Exercise task ::
Count the lines in the data below that contain the string "upper". Reply with the number alone.

The input ::
- - - - - - -
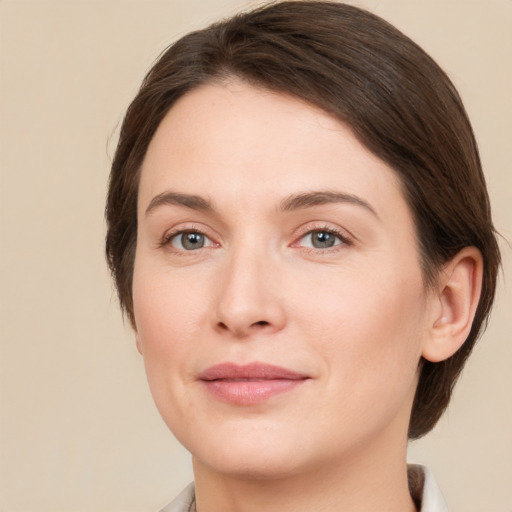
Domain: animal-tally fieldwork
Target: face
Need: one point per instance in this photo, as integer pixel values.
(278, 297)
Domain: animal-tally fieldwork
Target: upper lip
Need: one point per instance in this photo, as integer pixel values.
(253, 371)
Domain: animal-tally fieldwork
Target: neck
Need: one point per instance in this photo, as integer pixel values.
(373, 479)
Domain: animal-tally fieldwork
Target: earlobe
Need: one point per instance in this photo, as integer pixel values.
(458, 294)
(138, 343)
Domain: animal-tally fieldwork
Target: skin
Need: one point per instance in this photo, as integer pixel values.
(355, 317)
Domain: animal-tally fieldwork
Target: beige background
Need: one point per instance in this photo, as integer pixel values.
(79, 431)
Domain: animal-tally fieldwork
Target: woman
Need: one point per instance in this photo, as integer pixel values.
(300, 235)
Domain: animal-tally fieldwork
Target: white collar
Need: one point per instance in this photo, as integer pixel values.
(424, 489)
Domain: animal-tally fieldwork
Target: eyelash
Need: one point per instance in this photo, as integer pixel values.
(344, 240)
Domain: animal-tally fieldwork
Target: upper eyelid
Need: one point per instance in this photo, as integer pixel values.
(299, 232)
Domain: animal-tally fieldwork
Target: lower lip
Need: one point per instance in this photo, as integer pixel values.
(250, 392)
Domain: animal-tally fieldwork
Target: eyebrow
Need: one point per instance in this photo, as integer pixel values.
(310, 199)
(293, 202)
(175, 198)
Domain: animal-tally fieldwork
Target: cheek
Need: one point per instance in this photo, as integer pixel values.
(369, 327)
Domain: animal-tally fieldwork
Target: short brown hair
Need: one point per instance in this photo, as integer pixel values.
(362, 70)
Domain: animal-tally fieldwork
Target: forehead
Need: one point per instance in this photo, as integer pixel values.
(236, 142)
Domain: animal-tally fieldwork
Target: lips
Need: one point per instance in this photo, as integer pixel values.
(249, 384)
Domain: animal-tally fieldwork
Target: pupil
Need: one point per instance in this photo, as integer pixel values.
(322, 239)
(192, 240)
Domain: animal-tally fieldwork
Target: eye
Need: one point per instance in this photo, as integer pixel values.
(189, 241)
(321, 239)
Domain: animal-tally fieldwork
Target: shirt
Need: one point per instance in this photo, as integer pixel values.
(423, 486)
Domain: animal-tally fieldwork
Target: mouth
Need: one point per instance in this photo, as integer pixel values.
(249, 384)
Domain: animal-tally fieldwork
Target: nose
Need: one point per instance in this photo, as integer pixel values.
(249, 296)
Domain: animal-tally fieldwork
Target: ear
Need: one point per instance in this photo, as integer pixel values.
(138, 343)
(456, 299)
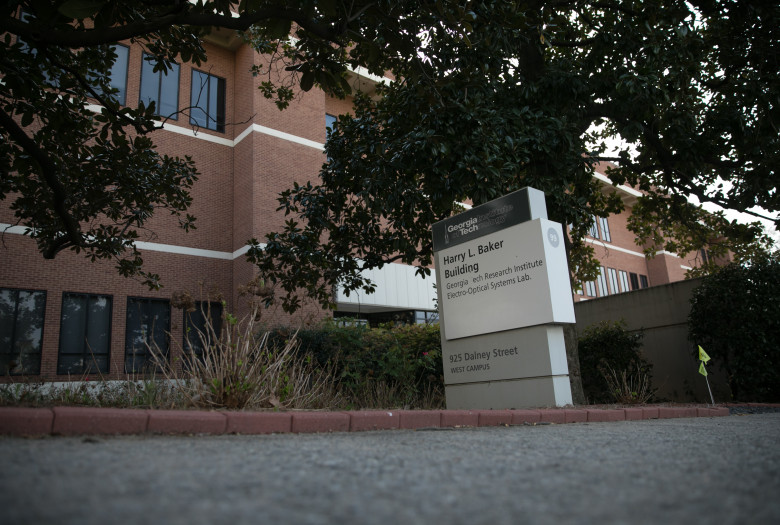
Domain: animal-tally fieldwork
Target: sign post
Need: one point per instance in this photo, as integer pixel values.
- - - - - - -
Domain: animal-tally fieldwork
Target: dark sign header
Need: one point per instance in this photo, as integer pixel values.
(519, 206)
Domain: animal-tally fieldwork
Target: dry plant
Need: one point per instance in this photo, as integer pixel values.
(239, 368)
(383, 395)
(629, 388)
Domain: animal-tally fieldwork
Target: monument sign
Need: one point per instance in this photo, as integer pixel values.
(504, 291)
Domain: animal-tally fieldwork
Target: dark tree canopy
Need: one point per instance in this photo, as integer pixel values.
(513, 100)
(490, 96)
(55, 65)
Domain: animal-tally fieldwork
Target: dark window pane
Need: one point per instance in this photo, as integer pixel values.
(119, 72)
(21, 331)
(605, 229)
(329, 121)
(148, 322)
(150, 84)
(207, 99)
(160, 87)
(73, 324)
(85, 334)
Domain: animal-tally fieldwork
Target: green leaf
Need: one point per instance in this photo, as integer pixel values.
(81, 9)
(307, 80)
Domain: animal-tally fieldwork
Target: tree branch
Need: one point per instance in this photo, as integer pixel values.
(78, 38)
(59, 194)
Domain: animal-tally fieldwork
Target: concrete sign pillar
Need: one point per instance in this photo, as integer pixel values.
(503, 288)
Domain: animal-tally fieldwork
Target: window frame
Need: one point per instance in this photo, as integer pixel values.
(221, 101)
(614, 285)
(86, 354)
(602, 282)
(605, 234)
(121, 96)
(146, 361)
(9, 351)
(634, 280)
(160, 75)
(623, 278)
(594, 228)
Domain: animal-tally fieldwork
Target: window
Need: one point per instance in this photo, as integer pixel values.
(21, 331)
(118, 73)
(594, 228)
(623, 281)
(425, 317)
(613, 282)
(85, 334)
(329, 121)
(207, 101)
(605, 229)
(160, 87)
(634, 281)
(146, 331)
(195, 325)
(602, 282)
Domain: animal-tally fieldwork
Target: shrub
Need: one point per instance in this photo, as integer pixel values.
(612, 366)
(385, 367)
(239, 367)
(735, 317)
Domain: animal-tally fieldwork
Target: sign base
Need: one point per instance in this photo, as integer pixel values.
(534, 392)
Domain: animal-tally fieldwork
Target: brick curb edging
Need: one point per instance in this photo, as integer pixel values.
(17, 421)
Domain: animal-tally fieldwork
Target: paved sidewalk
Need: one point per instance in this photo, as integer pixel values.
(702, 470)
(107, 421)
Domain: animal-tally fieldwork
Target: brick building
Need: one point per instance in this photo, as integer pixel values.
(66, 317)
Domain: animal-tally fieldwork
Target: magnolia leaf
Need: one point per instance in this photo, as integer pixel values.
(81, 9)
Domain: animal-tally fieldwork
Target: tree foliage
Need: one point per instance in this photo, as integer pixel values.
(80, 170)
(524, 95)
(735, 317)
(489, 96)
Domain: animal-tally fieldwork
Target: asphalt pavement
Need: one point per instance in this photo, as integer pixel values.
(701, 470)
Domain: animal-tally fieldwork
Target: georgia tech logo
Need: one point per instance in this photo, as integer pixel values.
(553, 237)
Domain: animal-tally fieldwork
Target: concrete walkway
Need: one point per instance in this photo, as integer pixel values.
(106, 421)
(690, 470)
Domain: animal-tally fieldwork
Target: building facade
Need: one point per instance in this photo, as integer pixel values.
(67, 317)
- - - - - - -
Exercise solution ::
2